▶ _What is needed_: State how many lines of the listing below contain the case-sensitive string "bracelet". Reply with the number only.
──────────────────────────────
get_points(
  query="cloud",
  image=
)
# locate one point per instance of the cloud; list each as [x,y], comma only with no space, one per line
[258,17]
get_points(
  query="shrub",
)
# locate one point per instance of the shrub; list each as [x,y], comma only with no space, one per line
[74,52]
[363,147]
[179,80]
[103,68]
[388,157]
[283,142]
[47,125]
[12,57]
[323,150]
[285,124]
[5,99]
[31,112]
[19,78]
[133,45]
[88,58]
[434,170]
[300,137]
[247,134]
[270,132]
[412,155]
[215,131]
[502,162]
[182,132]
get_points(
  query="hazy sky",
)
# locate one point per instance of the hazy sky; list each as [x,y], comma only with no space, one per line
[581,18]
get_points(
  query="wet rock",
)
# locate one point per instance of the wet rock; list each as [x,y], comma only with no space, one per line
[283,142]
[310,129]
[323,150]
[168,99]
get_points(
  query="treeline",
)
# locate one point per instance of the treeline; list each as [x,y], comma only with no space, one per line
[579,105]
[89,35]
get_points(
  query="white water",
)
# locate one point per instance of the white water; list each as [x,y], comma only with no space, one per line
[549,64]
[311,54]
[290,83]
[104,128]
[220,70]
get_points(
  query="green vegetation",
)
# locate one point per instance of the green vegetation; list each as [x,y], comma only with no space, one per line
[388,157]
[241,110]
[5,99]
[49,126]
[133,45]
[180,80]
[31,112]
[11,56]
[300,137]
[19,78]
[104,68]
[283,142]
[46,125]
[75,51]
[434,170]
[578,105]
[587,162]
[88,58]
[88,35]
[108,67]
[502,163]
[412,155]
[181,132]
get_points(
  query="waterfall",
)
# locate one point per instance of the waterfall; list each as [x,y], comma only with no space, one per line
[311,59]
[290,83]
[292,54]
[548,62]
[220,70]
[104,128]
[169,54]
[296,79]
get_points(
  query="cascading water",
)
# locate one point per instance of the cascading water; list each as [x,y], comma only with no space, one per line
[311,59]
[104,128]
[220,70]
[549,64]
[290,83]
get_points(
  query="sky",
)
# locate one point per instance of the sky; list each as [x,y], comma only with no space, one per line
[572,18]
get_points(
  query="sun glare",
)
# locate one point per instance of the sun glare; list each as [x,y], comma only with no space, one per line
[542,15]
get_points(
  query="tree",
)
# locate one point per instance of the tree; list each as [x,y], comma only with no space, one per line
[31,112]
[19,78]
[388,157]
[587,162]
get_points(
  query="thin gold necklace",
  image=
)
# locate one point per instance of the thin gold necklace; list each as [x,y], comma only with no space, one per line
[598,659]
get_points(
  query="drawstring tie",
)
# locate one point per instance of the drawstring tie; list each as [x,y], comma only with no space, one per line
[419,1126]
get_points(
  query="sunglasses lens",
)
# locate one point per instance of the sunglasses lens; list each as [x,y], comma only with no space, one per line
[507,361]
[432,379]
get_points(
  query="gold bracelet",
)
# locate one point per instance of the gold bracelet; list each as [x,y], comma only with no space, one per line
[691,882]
──────────────────────────────
▶ _Written response_: 2